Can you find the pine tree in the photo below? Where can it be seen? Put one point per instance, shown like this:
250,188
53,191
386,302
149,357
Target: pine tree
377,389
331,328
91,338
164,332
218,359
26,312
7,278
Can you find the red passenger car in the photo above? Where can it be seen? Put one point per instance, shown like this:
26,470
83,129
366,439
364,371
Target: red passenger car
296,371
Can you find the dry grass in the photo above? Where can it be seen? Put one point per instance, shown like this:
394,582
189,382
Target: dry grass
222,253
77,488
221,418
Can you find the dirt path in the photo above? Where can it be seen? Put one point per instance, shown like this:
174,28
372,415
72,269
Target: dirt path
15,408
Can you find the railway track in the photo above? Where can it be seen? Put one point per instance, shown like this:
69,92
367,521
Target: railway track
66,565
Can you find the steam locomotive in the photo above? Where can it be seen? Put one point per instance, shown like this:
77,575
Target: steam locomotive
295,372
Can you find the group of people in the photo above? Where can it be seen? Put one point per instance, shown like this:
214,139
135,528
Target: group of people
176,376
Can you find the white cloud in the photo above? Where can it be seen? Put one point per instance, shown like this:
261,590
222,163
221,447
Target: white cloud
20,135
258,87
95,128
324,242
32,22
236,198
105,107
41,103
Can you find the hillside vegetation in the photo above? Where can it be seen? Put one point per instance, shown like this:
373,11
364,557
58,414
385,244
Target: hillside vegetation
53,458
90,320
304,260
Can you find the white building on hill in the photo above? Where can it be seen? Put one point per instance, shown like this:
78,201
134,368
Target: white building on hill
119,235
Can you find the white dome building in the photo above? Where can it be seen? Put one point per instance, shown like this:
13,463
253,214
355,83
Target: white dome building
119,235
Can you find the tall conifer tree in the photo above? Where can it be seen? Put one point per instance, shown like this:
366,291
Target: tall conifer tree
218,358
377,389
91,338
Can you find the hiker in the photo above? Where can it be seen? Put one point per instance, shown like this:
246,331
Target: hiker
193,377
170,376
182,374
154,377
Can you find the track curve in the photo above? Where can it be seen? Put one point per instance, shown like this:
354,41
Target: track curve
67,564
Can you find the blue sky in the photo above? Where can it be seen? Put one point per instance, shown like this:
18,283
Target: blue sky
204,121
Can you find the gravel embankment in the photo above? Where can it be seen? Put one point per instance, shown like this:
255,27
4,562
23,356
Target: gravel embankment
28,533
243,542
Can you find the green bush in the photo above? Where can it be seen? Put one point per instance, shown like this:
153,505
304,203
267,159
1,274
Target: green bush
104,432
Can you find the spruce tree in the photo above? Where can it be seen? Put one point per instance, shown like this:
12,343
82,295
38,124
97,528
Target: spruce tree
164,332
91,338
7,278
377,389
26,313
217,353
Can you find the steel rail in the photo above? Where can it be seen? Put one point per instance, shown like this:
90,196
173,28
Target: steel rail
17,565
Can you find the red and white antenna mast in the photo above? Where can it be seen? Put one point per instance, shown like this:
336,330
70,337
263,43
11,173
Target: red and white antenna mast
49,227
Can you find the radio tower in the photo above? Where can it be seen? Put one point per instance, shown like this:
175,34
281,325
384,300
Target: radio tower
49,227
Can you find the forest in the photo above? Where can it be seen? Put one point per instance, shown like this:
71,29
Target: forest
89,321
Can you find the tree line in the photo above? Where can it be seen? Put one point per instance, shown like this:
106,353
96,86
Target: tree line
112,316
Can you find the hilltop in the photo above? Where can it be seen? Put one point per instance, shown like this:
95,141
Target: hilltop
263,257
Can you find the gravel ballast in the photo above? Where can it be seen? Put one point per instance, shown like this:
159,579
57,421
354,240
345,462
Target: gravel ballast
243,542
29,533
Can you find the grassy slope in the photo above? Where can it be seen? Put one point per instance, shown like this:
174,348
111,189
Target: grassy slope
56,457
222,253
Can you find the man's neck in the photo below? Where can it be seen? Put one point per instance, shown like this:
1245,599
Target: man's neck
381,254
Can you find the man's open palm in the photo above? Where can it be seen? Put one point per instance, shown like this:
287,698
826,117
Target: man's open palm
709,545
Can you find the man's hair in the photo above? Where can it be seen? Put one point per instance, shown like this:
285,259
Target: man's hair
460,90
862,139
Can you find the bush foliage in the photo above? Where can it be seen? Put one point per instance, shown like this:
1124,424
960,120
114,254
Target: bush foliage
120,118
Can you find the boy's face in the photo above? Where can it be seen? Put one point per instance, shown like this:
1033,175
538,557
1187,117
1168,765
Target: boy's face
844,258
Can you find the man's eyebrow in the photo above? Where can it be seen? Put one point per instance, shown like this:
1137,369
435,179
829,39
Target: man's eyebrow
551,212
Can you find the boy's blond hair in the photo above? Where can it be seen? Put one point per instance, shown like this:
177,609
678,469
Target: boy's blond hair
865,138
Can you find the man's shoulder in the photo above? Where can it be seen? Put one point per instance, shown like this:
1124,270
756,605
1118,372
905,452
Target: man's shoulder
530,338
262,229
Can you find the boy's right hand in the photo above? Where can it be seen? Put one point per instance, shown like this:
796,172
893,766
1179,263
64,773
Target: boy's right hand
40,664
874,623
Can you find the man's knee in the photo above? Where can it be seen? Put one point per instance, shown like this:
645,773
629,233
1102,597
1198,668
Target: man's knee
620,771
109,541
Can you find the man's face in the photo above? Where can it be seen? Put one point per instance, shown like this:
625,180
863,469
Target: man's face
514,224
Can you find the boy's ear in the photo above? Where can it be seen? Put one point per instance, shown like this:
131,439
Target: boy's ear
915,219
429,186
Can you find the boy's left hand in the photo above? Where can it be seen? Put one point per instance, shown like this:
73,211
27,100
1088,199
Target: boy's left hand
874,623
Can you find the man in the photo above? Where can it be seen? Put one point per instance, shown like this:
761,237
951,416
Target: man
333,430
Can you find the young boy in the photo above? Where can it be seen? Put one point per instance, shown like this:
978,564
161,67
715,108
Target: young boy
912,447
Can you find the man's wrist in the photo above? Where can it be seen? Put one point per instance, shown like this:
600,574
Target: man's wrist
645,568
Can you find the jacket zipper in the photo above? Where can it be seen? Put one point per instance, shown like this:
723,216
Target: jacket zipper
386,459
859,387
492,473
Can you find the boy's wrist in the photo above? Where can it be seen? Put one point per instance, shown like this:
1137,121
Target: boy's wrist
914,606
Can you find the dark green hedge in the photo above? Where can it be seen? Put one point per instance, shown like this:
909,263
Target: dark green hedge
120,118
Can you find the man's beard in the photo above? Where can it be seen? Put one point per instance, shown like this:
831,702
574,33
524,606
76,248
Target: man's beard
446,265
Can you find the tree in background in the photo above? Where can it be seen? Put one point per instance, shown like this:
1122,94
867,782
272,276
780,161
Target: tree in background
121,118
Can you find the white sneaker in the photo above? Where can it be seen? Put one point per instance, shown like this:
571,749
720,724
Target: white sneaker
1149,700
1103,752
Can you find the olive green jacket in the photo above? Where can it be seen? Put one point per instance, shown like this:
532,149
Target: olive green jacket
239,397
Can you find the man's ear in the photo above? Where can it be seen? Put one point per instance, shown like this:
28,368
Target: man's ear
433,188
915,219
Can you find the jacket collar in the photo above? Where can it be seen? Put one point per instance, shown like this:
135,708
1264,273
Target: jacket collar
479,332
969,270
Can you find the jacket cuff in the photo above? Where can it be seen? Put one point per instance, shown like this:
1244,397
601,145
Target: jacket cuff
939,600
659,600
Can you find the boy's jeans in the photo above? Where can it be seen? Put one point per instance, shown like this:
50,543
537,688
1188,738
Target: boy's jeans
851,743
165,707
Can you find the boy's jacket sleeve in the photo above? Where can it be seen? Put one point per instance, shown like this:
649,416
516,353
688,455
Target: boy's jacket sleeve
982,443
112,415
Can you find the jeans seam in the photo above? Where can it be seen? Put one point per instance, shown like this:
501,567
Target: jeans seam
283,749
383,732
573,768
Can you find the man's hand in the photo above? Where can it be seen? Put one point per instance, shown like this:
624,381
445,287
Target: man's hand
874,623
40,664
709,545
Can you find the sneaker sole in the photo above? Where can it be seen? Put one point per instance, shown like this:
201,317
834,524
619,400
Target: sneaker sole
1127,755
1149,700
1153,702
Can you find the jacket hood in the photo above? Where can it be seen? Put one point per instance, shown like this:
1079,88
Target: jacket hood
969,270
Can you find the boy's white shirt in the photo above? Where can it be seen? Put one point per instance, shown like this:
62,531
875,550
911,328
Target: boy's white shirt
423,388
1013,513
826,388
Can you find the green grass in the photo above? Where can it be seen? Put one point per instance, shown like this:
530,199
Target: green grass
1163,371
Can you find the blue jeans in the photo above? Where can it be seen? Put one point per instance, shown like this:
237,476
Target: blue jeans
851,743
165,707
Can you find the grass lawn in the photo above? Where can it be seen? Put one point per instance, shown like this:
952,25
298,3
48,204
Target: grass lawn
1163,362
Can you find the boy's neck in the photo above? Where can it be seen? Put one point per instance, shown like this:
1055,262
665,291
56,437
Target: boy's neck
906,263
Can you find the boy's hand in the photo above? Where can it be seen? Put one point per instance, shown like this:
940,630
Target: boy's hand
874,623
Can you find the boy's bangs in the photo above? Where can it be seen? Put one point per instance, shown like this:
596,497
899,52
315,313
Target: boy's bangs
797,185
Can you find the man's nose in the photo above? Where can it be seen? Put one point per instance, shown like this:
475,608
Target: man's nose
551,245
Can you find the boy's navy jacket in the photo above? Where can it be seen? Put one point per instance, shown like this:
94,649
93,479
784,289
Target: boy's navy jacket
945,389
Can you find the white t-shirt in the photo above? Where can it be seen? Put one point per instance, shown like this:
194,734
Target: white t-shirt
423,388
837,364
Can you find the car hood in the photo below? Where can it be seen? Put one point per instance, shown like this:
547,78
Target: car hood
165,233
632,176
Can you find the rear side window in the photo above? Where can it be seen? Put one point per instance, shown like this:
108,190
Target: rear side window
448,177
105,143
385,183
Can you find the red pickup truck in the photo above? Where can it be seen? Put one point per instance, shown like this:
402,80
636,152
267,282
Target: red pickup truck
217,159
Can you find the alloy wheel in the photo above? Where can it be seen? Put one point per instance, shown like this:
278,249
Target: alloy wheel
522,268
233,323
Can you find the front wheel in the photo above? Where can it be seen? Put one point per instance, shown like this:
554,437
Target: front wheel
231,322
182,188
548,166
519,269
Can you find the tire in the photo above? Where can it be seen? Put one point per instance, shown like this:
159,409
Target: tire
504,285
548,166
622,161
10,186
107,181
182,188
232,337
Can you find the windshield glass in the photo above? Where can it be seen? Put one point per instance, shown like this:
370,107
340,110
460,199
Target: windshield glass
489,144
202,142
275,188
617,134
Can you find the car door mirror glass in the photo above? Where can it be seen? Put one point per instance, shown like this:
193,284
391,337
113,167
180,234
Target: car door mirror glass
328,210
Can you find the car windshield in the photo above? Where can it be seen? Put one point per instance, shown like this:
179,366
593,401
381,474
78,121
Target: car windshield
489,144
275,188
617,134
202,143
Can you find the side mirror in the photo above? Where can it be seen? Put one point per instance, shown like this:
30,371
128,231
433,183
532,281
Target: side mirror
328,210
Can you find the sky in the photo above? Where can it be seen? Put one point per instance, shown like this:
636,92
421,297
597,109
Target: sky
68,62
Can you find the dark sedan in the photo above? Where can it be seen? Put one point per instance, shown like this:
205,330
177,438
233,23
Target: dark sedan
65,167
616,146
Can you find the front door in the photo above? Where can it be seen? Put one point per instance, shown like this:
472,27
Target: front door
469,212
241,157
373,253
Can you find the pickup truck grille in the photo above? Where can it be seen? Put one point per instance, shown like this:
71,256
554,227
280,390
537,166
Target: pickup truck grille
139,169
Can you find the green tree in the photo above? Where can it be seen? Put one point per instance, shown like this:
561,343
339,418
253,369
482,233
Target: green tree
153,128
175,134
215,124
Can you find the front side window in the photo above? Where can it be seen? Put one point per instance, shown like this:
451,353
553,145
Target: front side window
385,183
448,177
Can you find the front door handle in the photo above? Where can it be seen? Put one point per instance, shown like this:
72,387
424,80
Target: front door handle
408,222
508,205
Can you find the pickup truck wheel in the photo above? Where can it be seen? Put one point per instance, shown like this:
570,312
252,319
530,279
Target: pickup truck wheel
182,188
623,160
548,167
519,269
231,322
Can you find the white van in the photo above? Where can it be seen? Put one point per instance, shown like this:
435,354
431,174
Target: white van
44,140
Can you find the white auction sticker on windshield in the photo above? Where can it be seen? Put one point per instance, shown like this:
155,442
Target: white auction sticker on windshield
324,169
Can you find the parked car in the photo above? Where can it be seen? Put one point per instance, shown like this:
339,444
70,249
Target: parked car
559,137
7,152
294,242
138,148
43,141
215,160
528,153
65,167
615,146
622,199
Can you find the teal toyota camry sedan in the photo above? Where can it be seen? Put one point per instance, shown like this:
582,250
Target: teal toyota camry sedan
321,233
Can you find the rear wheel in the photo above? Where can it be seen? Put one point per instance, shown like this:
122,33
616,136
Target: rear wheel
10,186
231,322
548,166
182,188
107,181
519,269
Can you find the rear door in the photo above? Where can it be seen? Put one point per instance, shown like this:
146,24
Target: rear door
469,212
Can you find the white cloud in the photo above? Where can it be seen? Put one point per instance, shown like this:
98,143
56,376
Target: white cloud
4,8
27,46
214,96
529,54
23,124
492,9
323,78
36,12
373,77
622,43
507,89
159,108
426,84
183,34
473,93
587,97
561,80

__________________________________________________

**WHAT IS REQUIRED:**
The answer must consist of every line from the entries above that contains the string "below".

**SOLUTION TO THE EXERCISE:**
Can you find the pine tree in the photo below? Where can it be seen? Put one point per instance, shown like this:
Can you find the man's neck in the photo below? Where can it be seen? Put one point per instance, shown like this:
Can you find the car hood in the photo below? Where can it be seen? Put one point per instance, shown like this:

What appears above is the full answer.